Set exercise:
Return every line of the material below that contains the string "shirt", treating uppercase and lowercase letters as different.

— BEGIN Material for this exercise —

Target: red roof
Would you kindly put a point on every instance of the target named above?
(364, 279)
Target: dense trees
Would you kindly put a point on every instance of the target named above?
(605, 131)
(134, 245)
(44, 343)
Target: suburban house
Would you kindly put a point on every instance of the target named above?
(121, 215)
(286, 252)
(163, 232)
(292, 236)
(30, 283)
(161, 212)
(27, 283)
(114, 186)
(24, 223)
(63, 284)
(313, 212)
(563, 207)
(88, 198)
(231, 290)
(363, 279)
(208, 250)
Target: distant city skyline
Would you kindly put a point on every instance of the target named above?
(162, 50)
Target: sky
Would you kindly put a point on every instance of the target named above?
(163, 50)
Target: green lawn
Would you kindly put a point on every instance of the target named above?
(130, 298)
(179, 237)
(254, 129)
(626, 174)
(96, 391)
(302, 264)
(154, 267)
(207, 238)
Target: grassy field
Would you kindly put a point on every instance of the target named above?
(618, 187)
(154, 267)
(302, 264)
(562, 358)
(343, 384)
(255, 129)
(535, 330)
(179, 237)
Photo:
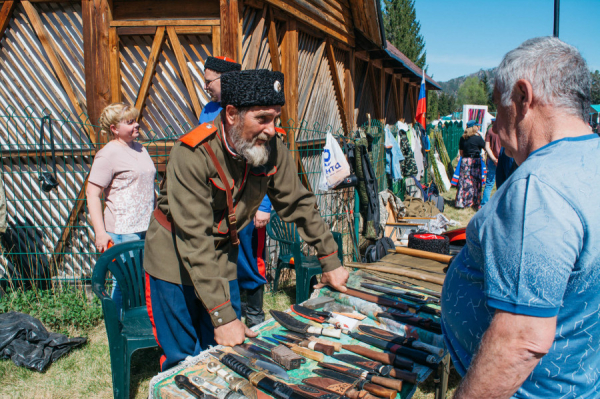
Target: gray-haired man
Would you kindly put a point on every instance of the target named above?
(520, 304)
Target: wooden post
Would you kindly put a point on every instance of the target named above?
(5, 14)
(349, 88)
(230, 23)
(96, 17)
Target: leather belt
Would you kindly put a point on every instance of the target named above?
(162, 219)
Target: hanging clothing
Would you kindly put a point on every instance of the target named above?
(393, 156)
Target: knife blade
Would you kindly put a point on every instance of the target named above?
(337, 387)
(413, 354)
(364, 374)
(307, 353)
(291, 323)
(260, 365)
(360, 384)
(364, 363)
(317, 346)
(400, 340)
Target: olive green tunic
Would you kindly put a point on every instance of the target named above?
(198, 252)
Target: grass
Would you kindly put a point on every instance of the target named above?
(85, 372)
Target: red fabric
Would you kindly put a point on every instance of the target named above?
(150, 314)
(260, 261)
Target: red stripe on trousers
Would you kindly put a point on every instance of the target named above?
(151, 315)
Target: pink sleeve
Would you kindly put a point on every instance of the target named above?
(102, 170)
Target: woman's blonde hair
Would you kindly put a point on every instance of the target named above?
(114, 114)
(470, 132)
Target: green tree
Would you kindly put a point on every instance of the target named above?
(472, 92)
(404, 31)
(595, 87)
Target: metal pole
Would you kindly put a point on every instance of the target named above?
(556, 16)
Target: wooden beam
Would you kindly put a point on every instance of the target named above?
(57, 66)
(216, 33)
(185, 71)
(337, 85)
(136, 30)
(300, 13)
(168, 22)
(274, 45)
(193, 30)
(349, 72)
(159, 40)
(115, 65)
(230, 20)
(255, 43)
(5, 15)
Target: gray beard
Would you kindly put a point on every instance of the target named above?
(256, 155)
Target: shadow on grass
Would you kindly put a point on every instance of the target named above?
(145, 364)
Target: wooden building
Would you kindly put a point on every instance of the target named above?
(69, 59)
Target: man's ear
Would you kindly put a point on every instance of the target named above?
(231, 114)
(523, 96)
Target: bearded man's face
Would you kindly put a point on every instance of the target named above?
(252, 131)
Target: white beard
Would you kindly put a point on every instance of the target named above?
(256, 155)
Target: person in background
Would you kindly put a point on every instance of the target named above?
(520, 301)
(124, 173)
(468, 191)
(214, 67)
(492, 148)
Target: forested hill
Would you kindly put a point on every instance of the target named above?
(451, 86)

— END Material for this exercise —
— BEGIN Material for this exercise —

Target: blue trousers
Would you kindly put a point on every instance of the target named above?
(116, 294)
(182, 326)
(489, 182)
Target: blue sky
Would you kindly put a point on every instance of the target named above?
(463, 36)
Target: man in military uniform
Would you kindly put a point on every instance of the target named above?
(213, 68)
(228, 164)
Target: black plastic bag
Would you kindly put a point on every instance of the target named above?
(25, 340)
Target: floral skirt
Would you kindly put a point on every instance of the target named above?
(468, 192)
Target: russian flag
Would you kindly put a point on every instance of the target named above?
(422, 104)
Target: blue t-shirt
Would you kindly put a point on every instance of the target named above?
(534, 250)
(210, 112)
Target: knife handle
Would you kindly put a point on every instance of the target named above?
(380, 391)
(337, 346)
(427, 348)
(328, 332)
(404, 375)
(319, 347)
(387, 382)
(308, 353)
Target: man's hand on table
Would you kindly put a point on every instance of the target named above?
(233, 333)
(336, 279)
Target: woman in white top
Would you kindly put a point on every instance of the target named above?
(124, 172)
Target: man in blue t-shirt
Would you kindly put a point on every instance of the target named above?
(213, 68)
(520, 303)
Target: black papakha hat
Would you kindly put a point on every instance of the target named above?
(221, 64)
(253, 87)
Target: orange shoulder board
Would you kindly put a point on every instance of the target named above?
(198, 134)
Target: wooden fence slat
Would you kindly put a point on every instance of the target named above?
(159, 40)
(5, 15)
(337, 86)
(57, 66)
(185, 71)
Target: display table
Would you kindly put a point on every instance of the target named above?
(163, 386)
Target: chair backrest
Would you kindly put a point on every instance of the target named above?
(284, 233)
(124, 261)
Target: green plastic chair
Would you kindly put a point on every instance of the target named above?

— END Material for this exercise —

Task solution:
Target: blue t-shirt
Target: man in blue t-shirt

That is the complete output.